La ministre des Solidarités manie un double langage : d’un côté, elle explique que « les parents ne peuvent pas être les oubliés de nos politiques publiques. Nous avons besoin d’eux, nous devons faire avec eux ». Et de l’autre elle annonce « des travaux d’intérêt général pour les parents défaillants, le paiement d’une contribution financière pour les parents d’enfants coupables de dégradations auprès d’une association de victimes et une amende pour les parents ne se présentant pas aux audiences qui concernent leurs enfants ». Dans son viseur, les pères absents qui laissent les femmes assumer seules l’éducation de leurs enfants.

Aider et punir « en même temps »
==============================
CONSIGNE 1:
Relevez toutes les mesures visant les parents que la ministre annonce dans le texte sur la ministre des Solidarités.
CONSIGNE 2:
Les affirmations suivantes s'accordent-elles avec le texte sur la ministre des Solidarités ? Répondez par oui ou par non pour chacune, en citant les mots du texte qui tranchent.
(a) La ministre déclare que les parents ne doivent pas être oubliés des politiques publiques.
(b) L'amende annoncée concerne les parents d'enfants coupables de dégradations.
(c) La ministre a dans son viseur les mères absentes.
CONSIGNE 3:
Poursuivez, s'il vous plaît, le texte sur la ministre des Solidarités à partir de l'endroit où il s'arrête.
==============================
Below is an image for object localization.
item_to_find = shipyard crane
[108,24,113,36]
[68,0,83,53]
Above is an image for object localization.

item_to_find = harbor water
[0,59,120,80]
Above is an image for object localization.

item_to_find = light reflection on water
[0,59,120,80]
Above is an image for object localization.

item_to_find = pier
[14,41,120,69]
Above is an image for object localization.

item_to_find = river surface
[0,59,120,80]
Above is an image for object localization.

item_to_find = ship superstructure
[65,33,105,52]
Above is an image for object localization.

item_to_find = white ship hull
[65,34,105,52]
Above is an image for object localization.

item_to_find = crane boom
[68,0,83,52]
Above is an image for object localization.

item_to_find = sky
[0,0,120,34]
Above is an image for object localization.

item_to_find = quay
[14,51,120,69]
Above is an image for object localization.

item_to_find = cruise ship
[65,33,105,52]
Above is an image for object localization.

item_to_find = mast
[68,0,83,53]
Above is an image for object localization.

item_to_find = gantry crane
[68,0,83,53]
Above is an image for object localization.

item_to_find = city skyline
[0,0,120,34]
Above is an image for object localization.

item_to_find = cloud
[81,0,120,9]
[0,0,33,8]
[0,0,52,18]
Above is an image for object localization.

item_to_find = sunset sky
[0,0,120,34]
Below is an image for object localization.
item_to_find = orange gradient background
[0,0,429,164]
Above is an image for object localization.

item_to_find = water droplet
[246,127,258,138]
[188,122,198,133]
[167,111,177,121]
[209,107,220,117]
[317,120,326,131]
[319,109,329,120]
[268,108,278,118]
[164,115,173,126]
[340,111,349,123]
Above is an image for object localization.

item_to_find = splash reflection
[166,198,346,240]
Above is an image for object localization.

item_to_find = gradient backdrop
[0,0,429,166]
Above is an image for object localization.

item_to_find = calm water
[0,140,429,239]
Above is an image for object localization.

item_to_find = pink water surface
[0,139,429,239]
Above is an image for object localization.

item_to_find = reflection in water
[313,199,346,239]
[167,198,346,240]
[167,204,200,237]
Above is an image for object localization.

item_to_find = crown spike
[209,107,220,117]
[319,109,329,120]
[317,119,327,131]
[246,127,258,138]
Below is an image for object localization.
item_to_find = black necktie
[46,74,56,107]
==============================
RÉSULTAT DE L'EXERCICE 1:
- des travaux d'intérêt général pour les parents défaillants
- le paiement d'une contribution financière pour les parents d'enfants coupables de dégradations auprès d'une association de victimes
- une amende pour les parents ne se présentant pas aux audiences qui concernent leurs enfants

RÉSULTAT DE L'EXERCICE 2:
(a) Oui : « les parents ne peuvent pas être les oubliés de nos politiques publiques ».
(b) Non : « une amende pour les parents ne se présentant pas aux audiences qui concernent leurs enfants ».
(c) Non : « Dans son viseur, les pères absents ».

RÉSULTAT DE L'EXERCICE 3:
Faut-il rappeler qu’une famille sur quatre est une famille monoparentale ? C’est-à-dire constituée d’un parent ou d’une personne qui assume seul la charge d’au moins un enfant privé de l’aide d’un ou de ses deux parents. 25% de ces familles doivent, si l’on comprend cette politique publique (qui n’en est pas une), sont tout autant concernées par l’aide que par les sanctions.

Ce « en même temps » est assez surprenant. Comment s’appuyer sur des parents lorsque ceux-ci sont pointés du doigt, blâmés  et sanctionnés alors qu’ils rencontrent des difficultés éducatives ? À quoi va servir la commission nationale sur la parentalité coprésidée par le pédopsychiatre Serge Hefez et la spécialiste de la jeunesse Hélène Roques alors que la ministre indique s’engager dans un tour de France sur ce sujet, sans attendre les résultats et préconisations de la commission ?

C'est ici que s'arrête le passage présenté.